Task instructions:
Reproduce the records below exactly, but only between the lines holding "for the weathered" and "for the gravel", inclusive.

Provided records:
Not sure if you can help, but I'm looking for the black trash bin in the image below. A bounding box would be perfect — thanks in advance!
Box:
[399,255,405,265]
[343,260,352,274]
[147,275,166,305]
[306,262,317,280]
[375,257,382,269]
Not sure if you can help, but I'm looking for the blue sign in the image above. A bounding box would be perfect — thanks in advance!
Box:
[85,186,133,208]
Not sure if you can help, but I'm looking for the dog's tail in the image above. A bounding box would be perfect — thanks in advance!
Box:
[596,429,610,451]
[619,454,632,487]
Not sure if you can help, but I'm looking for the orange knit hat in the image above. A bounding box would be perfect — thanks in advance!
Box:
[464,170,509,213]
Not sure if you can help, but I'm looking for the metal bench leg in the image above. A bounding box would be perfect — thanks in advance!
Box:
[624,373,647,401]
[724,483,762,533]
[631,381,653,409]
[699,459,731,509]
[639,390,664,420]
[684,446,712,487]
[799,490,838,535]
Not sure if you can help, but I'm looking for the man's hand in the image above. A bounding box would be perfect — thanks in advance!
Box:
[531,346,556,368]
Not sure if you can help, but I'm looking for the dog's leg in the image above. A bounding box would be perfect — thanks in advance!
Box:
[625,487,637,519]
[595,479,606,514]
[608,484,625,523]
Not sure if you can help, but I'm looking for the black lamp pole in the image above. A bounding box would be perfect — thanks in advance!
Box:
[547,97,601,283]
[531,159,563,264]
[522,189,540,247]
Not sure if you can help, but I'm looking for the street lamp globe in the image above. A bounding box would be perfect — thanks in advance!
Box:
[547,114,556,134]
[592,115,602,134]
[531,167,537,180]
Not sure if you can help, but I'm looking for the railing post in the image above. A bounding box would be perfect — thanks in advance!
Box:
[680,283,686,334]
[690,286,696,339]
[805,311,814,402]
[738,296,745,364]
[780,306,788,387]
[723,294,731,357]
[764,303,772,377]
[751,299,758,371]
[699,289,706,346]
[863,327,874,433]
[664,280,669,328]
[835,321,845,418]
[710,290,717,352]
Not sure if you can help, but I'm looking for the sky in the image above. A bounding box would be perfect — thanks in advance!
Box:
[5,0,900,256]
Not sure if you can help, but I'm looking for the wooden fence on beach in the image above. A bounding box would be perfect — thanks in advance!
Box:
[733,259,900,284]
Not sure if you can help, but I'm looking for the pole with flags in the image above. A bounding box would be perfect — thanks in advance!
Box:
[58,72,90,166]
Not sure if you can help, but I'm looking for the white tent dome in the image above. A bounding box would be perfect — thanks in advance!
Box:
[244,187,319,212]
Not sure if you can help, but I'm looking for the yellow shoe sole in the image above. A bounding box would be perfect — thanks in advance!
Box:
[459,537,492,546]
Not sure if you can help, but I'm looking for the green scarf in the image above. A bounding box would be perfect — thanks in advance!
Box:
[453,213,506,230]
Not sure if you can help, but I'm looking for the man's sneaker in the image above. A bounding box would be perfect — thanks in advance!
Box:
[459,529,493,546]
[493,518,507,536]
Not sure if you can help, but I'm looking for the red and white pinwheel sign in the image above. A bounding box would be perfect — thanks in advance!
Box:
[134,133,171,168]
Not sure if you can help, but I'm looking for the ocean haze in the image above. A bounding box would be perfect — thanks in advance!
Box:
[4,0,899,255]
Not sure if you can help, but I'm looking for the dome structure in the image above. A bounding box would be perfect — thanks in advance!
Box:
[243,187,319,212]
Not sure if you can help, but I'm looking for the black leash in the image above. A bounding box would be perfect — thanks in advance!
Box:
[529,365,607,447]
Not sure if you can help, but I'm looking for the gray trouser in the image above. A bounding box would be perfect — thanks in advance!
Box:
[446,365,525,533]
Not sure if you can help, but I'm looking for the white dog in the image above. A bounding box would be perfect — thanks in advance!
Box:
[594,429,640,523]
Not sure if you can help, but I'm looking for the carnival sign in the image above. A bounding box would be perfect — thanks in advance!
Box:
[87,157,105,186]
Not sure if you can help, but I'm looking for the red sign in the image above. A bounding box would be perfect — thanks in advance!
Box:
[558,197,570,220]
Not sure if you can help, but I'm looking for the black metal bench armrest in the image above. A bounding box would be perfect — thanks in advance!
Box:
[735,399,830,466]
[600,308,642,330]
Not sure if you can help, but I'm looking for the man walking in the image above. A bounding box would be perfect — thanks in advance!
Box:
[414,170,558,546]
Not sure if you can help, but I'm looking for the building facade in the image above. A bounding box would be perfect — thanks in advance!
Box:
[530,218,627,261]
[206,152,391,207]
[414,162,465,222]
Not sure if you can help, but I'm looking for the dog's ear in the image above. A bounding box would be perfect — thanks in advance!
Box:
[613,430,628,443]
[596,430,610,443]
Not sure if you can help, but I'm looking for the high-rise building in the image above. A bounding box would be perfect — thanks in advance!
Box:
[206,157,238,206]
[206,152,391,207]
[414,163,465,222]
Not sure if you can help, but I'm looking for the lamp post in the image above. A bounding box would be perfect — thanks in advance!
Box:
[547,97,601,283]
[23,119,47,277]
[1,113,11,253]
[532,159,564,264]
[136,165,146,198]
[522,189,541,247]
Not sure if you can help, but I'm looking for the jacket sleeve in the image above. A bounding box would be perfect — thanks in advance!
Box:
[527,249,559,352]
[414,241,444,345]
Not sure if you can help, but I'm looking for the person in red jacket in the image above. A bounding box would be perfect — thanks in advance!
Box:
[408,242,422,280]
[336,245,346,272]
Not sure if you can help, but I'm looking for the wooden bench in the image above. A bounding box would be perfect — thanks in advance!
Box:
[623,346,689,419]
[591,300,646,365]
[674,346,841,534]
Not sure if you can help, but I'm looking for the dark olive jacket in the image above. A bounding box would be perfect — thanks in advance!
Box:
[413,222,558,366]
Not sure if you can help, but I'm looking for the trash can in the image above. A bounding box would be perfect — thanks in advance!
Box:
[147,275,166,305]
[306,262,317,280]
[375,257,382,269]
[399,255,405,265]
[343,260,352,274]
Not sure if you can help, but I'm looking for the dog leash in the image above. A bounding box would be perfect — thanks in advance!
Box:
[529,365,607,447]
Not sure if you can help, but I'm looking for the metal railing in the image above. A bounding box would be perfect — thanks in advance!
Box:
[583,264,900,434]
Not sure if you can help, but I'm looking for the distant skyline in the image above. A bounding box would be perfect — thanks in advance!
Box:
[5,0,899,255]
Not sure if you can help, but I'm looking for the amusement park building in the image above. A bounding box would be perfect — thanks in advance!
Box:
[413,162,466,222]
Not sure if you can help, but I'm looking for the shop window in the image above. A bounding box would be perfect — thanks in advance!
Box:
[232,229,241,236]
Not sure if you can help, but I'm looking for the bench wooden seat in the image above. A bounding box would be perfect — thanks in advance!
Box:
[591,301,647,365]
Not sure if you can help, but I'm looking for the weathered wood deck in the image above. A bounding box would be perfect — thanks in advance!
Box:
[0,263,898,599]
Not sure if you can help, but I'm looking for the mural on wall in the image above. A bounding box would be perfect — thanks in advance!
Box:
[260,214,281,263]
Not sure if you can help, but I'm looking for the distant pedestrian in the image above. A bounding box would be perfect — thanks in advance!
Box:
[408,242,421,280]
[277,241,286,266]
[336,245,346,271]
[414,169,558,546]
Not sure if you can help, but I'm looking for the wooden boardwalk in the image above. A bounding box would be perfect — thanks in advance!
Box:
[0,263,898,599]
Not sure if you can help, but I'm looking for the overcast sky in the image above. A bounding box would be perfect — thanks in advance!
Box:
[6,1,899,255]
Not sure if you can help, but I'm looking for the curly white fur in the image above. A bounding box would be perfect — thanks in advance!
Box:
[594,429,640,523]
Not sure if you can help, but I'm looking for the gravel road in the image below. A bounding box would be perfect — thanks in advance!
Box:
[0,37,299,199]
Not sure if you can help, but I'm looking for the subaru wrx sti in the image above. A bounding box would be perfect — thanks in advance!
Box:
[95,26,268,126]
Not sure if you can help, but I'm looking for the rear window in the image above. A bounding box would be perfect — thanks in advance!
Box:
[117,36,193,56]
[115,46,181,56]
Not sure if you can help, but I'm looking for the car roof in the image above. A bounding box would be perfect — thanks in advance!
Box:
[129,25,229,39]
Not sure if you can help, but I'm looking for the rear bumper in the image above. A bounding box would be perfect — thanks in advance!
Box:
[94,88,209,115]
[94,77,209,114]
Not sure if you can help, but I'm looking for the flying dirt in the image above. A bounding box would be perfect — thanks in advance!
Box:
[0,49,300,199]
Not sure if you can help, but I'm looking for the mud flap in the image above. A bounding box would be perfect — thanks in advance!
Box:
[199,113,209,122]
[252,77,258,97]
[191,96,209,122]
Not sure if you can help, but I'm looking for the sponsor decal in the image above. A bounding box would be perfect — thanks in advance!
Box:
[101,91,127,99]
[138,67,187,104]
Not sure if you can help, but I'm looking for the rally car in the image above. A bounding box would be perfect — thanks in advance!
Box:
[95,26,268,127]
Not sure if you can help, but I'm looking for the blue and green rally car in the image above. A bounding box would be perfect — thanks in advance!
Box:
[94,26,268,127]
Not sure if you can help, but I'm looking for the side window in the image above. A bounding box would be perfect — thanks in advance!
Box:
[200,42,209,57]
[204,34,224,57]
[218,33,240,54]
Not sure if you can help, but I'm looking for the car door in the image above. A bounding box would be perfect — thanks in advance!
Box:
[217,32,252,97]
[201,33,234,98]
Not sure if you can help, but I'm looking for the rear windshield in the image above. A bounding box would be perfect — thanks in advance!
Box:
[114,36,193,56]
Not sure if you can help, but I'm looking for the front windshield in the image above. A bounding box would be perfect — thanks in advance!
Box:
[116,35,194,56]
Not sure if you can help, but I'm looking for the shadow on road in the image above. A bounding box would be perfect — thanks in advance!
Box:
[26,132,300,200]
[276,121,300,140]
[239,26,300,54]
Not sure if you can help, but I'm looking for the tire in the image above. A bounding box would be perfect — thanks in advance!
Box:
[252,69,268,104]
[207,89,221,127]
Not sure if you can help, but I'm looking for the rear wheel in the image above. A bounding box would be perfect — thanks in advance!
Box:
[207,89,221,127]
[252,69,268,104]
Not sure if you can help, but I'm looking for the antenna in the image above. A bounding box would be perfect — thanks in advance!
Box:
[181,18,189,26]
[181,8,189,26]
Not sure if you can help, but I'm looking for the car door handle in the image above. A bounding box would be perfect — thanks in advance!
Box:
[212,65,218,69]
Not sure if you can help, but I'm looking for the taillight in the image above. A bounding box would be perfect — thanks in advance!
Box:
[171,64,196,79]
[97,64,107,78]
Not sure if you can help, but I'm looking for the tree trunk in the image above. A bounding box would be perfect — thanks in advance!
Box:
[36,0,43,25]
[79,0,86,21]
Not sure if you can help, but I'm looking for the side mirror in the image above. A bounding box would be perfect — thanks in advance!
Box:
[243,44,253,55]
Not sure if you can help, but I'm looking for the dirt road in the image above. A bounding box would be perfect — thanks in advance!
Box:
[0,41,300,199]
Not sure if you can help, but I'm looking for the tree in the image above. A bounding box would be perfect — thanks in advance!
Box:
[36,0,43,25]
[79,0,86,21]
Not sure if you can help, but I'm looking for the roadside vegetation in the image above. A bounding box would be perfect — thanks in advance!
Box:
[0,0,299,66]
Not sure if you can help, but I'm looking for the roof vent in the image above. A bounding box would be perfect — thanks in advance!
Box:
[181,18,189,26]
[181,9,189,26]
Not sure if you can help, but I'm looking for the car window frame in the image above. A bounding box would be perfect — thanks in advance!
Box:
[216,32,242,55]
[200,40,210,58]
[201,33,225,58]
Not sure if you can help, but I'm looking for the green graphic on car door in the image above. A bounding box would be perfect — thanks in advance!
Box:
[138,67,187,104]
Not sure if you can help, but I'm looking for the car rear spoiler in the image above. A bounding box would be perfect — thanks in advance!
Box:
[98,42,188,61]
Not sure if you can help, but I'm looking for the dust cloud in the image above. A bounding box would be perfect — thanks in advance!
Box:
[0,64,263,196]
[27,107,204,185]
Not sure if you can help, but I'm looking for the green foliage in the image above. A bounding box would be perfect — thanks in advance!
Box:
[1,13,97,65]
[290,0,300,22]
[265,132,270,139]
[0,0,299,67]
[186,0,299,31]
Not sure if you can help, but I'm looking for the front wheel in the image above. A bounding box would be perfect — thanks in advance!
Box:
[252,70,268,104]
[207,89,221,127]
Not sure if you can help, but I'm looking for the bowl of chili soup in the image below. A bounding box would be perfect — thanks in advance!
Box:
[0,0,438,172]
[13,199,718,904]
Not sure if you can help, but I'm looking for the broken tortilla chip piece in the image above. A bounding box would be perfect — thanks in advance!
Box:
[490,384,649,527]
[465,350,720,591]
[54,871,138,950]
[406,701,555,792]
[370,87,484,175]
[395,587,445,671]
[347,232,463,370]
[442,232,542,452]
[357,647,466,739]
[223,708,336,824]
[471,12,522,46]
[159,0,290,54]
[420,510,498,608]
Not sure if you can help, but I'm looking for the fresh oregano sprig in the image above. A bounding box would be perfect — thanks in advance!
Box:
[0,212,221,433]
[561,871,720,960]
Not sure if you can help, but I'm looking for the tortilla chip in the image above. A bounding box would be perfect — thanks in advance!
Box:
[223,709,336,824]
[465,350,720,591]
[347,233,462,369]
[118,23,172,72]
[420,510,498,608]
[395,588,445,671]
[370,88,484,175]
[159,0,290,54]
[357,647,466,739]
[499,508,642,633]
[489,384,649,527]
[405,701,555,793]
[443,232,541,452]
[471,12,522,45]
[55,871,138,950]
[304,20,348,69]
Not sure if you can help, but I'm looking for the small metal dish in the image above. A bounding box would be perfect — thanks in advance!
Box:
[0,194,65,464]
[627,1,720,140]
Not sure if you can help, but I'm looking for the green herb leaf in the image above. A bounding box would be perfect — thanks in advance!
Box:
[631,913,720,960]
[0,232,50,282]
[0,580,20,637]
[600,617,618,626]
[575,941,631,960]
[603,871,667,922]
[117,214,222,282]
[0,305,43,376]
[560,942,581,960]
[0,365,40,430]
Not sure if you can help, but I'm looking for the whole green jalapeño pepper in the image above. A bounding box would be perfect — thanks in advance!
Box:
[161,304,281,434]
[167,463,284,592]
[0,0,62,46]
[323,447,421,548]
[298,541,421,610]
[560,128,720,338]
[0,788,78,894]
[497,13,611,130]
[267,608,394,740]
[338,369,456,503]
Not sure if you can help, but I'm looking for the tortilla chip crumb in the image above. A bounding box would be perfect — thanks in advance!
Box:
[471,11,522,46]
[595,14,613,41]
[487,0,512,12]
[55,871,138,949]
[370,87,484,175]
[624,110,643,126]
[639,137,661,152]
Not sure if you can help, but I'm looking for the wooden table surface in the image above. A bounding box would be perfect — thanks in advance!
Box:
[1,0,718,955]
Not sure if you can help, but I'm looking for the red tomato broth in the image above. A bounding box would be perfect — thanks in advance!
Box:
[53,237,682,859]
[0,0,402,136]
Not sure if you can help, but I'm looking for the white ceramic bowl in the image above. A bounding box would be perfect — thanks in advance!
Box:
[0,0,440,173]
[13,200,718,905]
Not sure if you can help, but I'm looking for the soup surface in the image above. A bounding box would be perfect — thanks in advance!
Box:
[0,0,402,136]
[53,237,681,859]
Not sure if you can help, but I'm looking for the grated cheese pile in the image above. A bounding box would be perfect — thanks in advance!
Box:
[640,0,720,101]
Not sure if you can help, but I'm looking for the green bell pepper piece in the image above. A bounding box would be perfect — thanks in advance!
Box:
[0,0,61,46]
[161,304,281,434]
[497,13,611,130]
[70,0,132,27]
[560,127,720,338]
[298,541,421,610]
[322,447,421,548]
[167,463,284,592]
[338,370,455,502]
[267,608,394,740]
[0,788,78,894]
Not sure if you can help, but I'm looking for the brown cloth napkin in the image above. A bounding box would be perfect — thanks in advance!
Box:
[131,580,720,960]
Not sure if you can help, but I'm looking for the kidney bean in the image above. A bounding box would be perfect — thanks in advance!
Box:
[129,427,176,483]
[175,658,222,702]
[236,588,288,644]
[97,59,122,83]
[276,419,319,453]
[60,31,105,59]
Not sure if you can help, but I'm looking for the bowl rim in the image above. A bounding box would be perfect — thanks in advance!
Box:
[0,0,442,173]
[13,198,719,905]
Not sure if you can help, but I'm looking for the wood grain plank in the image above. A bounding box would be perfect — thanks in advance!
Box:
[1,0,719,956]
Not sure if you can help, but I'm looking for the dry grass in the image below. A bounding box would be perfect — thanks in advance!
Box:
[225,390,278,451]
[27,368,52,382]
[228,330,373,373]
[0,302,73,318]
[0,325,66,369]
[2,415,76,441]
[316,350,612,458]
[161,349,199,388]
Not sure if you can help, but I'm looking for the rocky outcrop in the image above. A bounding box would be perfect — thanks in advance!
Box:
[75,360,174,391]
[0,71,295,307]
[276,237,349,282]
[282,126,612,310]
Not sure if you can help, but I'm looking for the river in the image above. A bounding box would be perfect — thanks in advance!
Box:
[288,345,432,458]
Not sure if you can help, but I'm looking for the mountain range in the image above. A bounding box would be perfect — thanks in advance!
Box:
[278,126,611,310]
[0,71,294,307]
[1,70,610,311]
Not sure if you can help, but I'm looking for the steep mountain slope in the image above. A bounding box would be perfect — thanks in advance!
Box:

Reply to the exercise:
Not sure if you can help, but I'm looking for the weathered wood deck in the image above. A bounding box would be perfect — thanks in advance!
Box:
[0,263,898,599]
Not sure if you can help, but I'm looking for the mural on wall in the image above. A bounding box would be perfect — thanks in advance!
Box:
[260,214,281,263]
Not sure if you can help, but I'm looking for the distant pedestrian in the image above. A bounding box would be perfect — thanks in advance!
Box:
[408,242,421,280]
[277,241,286,266]
[336,245,346,271]
[414,169,558,546]
Not sure if you can help, but I'm looking for the wooden boardwalk in the image above. A bounding box would be perfect — thanks in advance!
Box:
[0,263,898,599]
Not sure if you can help, but I'm looking for the overcast sky in the image above. A bounding box would be perfect — thanks in advance!
Box:
[6,1,899,255]
Not sure if you can help, but I'm looking for the curly white fur in the image above. A bounding box would be perfect — thanks in advance!
Box:
[594,429,640,523]
Not sure if you can help, but I'm looking for the gravel road in the image below. A bounding box would be perfect — thanks in advance!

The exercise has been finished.